What is required:
In the passage on maternal diseases and drug use linked to CHD, which drug was used most frequently in pregnancy?

Selected passage:
* * * * * * * * *
Many past studies have confirmed the association between CHDs and certain maternal diseases, such as diabetes mellitus or hypertension. Hypothyroidism, the disorder most frequently present as a chronic disease before pregnancy and the fourth most frequently diagnosed during pregnancy in our study, has also been described as a risk factor for CHD in the past,22 although in theory, hypothyroidism itself does not increase the risk of neonatal problems. The risk resides in non-adherence to treatment, which may cause preterm births associated with the development of CHDs.23,24

The substantial use of insulin, levothyroxine sodium and antibiotics is explained by the high frequency of diabetes mellitus, hypothyroidism and urinary tract infection in pregnant mothers. Nevertheless, the drug used most frequently in pregnancy was dexamethasone, which is used when there is a risk of preterm birth, an event that is particularly frequent in cases of CHD. Despite the frequent use of dexamethasone in association with CHD cases, we can rule out involvement of this drug in the development of structural CHD because corticoids are used just at the very end of pregnancy.25

A surprising finding was the low percentage of mothers that received supplementation with vitamins, iron and folic acid, as it has been shown to reduce the risk of CHD by 25.0%–50.0%, among many other benefits.26 The low frequency of supplementation found in our study was probably due to having only reviewed the medical records of the children.
* * * * * * * * *
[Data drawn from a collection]

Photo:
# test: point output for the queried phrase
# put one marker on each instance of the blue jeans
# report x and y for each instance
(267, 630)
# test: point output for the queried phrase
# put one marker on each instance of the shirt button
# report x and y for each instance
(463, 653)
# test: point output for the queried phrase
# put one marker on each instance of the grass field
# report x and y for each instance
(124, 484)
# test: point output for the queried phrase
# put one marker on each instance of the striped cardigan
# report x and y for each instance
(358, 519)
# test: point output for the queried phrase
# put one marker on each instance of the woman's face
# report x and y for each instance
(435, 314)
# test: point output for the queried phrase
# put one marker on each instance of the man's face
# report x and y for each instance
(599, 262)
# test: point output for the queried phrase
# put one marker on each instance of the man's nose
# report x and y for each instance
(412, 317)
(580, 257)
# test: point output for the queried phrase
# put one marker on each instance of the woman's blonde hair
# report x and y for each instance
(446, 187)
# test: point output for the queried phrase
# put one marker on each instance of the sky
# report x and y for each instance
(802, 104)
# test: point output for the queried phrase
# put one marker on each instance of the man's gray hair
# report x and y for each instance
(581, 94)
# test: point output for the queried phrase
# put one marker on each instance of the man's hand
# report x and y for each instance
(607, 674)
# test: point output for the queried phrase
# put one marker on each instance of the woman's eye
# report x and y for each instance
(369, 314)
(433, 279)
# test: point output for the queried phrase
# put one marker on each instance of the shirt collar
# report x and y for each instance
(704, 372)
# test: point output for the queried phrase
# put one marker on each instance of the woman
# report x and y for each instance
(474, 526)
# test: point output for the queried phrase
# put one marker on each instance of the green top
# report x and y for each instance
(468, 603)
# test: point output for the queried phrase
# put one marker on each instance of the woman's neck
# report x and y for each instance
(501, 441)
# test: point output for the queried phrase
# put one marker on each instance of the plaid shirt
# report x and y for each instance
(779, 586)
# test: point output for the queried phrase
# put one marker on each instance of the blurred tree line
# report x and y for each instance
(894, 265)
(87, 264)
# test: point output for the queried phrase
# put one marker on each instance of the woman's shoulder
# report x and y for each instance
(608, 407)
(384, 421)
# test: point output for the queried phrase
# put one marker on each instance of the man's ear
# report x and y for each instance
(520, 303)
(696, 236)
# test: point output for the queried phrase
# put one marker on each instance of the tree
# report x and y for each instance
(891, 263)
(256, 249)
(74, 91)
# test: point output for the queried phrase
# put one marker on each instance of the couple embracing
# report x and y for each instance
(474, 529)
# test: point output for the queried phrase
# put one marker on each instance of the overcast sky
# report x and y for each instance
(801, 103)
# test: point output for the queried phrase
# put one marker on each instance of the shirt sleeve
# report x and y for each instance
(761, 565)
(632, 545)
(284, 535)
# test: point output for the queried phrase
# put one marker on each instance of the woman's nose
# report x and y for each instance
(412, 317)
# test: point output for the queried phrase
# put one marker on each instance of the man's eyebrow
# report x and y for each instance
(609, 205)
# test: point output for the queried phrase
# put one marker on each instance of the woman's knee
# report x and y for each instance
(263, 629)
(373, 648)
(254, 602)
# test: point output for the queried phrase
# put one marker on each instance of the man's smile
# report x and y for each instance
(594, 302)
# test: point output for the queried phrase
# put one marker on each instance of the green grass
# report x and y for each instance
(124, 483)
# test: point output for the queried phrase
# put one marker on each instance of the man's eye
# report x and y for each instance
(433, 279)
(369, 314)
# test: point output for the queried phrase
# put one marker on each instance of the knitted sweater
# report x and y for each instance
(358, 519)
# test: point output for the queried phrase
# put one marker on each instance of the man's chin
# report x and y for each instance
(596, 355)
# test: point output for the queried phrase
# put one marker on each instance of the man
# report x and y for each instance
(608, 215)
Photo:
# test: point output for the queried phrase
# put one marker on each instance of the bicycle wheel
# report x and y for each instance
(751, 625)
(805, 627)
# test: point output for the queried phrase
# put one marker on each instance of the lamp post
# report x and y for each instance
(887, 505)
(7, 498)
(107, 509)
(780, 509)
* * * * * * * * *
Output for this exercise:
Dexamethasone.